◆ WHAT TO PRODUCE:
What lines in the records below contain the string "opening"? Copy every one.

======== DATA EXCERPTS ========

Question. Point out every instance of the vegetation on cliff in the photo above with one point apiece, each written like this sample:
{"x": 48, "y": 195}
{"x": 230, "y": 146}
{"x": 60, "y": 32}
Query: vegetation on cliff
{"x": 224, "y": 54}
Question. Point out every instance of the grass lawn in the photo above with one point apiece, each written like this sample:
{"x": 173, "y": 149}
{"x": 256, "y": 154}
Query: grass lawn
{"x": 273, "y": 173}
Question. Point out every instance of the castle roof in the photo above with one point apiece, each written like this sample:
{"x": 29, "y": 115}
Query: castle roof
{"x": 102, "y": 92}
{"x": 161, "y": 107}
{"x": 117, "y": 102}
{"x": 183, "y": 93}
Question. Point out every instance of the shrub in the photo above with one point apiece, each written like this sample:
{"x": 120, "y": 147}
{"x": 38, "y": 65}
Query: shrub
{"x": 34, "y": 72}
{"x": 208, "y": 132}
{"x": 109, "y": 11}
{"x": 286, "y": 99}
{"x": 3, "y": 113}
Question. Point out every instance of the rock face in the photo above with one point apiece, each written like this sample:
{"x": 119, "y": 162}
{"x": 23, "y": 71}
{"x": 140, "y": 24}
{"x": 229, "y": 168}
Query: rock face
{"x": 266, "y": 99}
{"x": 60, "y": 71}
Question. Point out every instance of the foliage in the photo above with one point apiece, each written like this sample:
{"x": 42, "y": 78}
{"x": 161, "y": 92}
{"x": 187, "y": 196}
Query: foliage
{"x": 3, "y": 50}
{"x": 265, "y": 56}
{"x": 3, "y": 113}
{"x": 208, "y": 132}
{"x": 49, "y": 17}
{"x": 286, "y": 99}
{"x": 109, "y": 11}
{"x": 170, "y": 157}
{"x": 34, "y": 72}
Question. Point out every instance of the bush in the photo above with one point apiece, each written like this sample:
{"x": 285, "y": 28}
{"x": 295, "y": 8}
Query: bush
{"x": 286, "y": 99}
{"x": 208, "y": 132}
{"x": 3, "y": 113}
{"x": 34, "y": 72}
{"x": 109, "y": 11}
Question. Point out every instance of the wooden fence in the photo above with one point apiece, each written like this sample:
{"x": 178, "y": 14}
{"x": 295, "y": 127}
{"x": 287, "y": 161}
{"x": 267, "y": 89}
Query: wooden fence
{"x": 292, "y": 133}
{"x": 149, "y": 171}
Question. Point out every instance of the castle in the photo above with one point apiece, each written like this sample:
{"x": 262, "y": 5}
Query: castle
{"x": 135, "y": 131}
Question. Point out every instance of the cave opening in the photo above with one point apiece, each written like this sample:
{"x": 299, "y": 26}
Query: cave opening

========

◆ ANSWER SECTION:
Question. Point out every instance of the cave opening in the photo above with one point apiece, each written like this sample:
Query: cave opening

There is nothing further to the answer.